BEGIN Listed entries

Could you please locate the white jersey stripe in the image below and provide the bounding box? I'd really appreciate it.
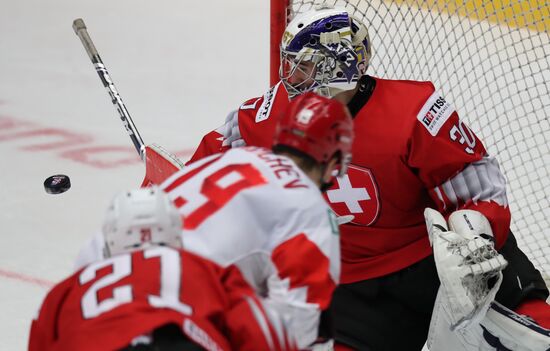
[439,156,508,207]
[245,296,276,350]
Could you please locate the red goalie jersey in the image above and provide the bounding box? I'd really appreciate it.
[29,247,295,351]
[187,77,511,284]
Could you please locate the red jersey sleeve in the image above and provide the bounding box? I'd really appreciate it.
[186,82,290,166]
[408,86,511,246]
[186,128,225,165]
[221,265,297,351]
[29,279,72,351]
[236,82,290,149]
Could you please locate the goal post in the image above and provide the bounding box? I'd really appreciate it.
[270,0,550,285]
[270,0,288,85]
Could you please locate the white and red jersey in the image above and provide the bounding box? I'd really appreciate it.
[186,77,511,284]
[160,146,341,348]
[30,247,295,351]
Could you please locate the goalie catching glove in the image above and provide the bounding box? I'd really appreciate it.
[424,208,508,330]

END Listed entries

Task brief:
Write out the lines above, starting at the line that contains "Could you please locate the red jersey" and ending with the final line, and nothing else; copy them exactly.

Completed task:
Could you please locate the red jersey sleeve in the image above and provide the bounding box? I'd really appreciate it.
[186,82,290,166]
[408,86,511,246]
[186,128,225,165]
[221,265,297,351]
[29,279,72,351]
[236,82,290,149]
Could you please locate the goal post in the image above and provide the bounding box? I'd really appreciate it.
[270,0,550,285]
[270,0,288,85]
Could you please locate the white and red jersey in the image above and provide the bounding box? I'd really appreciate it.
[186,77,511,284]
[160,146,341,348]
[30,247,295,351]
Could you please locate the goalie catching glove in the image above and provide the bounding box? I'd really appreciate it.
[424,208,508,330]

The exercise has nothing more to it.